Problem to solve:
Reproduce the listing below verbatim, including every line in its original order.

Data excerpts:
+++

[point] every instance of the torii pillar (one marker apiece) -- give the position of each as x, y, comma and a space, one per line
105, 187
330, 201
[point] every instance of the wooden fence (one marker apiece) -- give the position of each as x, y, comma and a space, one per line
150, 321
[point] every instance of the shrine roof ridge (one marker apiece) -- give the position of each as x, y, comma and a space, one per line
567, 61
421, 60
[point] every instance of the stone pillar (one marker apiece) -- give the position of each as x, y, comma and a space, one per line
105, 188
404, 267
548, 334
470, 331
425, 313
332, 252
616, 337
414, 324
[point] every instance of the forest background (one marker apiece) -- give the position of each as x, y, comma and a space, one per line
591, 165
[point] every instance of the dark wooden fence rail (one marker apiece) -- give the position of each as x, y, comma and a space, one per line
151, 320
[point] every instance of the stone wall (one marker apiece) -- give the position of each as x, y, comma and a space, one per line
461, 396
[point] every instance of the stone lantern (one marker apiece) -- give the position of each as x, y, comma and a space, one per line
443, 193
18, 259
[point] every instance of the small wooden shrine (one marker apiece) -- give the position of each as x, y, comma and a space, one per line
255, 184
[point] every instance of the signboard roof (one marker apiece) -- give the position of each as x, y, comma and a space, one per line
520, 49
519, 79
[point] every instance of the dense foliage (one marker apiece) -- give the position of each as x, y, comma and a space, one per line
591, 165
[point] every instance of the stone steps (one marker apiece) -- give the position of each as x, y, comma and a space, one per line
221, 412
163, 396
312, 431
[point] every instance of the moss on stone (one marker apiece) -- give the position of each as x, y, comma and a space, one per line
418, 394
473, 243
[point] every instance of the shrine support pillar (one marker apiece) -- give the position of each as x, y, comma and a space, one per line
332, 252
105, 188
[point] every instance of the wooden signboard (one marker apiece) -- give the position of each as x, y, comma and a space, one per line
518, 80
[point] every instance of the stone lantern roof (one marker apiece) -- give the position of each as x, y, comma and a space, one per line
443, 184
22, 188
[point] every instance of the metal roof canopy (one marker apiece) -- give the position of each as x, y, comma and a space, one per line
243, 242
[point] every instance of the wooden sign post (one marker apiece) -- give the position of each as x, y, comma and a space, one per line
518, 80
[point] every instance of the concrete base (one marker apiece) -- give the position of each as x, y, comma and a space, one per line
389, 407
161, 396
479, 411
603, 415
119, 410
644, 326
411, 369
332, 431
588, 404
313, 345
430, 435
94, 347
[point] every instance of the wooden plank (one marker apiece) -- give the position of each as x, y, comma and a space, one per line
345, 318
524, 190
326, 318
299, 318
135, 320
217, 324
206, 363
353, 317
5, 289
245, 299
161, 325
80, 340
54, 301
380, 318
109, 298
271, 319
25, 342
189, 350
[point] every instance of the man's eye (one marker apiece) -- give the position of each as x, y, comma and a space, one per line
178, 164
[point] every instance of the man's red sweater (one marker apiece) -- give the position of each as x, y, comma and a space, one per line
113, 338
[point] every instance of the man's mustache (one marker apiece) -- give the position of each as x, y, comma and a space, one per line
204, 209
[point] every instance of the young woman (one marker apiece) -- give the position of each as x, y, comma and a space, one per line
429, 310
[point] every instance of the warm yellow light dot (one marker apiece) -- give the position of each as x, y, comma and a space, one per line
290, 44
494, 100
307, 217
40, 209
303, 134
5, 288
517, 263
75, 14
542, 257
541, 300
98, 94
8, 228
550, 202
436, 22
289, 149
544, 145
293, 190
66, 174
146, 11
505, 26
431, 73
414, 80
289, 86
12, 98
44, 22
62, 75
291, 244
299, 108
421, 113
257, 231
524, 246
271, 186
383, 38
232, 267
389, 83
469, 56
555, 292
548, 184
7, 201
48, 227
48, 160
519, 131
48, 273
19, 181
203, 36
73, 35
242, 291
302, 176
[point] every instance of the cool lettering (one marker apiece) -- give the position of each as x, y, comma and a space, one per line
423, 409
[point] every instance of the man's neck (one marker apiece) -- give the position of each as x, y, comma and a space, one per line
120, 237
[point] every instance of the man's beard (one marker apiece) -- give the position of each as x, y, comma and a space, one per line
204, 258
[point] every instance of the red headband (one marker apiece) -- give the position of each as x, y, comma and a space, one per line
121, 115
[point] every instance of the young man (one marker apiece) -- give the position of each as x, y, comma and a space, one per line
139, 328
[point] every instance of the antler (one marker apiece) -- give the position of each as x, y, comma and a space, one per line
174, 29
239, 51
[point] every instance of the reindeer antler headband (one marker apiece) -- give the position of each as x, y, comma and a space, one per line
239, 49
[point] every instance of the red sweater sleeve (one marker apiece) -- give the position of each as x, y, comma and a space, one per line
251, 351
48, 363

+++

Response to this task:
[point] every instance of the torii pillar (one marker apiece) -- give the position of each as x, y, comma and a space, one per line
105, 187
330, 201
[point] every instance of the wooden fence (one marker apiece) -- give the position of each as x, y, comma and a space, one per line
150, 321
[point] every instance of the shrine roof ridge (one marker apiece) -- give the position of each as x, y, comma and a space, one per line
567, 61
421, 60
[point] every instance of the stone pillar (one marker apiece) -- give the position of each as x, y, comma and a space, one per line
105, 188
404, 267
548, 334
470, 331
425, 313
332, 252
616, 337
414, 324
[point] every instance of the forest background (one marker apiece) -- give the position of each as x, y, comma and a space, one per line
591, 165
[point] every instance of the dark wooden fence rail (one marker apiece) -- give the position of each as x, y, comma and a space, one per line
151, 320
[point] every instance of the stone wall (one marker apiece) -- give the position of each as x, y, comma and a space, one per line
461, 396
[point] every instance of the stone lantern (one marker apiece) -- give the position of each as x, y, comma and a space, one per line
443, 193
18, 259
[point] every instance of the small wooden shrine (one marker apiece) -- give the position of each as x, y, comma and a space, one per line
255, 184
[point] every instance of the signboard roof (one marker apiece) -- give the position of each as x, y, comma and a space, one per line
520, 49
519, 79
[point] every instance of the dense foliage (one marker apiece) -- give the position of each as x, y, comma and a space, one per line
591, 165
[point] every instance of the stone steps (one marker apiece) -- give the position of each as x, y, comma and a space, one per line
221, 412
163, 396
312, 431
[point] every instance of the moss on stone (one marker apiece) -- give the position of each as x, y, comma and a space, one per line
418, 394
473, 243
[point] every instance of the shrine support pillar (one marker apiece) -- give the position of each as x, y, comma and a space, one per line
332, 252
105, 188
[point] every instance of the wooden signboard (one marker apiece) -- give the position of each as x, y, comma and a space, one per line
518, 80
[point] every instance of the stone lantern roof (one marker apiece) -- give the position of each as x, y, comma and a space, one per line
443, 184
22, 188
[point] every instance of the metal roof canopy (one marker apiece) -- give the position of each as x, y, comma and a space, one per line
243, 242
[point] every instance of the wooden sign post (one marker apiece) -- give the position of each as x, y, comma and a space, one per line
518, 80
[point] every instance of the concrete base (one marker apiece) -- give the position of each as x, y, comma and a space, one per line
389, 407
161, 396
479, 411
603, 415
119, 410
644, 326
411, 369
332, 431
588, 404
313, 345
430, 435
94, 347
[point] every instance of the wooden plank (one marker apiece) -- give the position of each as x, y, comma and a space, one per line
345, 318
524, 190
326, 318
299, 318
135, 320
217, 324
206, 363
353, 317
5, 289
245, 299
161, 325
80, 340
54, 301
380, 318
109, 298
271, 319
25, 342
189, 350
[point] every instance of the man's eye (one marker apiece) -- give the position of each as x, y, comma and a space, one per line
178, 164
[point] every instance of the man's red sweater (one marker apiece) -- give the position of each as x, y, comma and a space, one per line
113, 338
[point] every instance of the man's mustache (one marker apiece) -- give the position of each as x, y, comma and a space, one per line
204, 209
[point] every instance of the young woman (one marker apiece) -- give the position of each as x, y, comma and a space, one per line
429, 310
[point] every instance of the warm yellow light dot (one marker apiece) -- give the position of each as x, y, comma and a space, one per line
290, 44
494, 100
307, 217
40, 209
303, 134
5, 288
517, 263
75, 14
542, 257
541, 300
98, 94
8, 228
550, 202
436, 22
289, 149
544, 145
293, 190
66, 174
146, 11
505, 26
431, 73
414, 80
289, 86
12, 98
44, 22
62, 75
291, 244
299, 108
421, 113
257, 231
524, 246
271, 186
383, 38
232, 267
389, 83
469, 56
555, 292
548, 184
7, 201
48, 227
48, 160
519, 131
48, 273
19, 181
203, 36
73, 35
242, 291
302, 176
[point] every instance of the cool lettering (one marker apiece) -- give the position of each as x, y, comma and a space, one per line
423, 409
[point] every instance of the man's neck (one marker apiece) -- give the position of each as x, y, comma and a space, one per line
120, 237
[point] every instance of the man's beard (one marker apiece) -- give the position of each as x, y, comma and a space, one per line
204, 258
[point] every instance of the red headband (one marker apiece) -- give the position of each as x, y, comma and a space, one per line
121, 115
[point] every instance of the young man (one marker apiece) -- give the position of each as x, y, comma and a space, one per line
139, 328
[point] every instance of the antler (one marker apiece) -- give the position of each as x, y, comma and a space, one per line
174, 29
239, 51
[point] every instance of the reindeer antler headband (one marker apiece) -- give the position of each as x, y, comma and a space, one per line
239, 49
[point] every instance of the red sweater sleeve (one marker apiece) -- give the position of each as x, y, comma and a space, one per line
251, 351
48, 363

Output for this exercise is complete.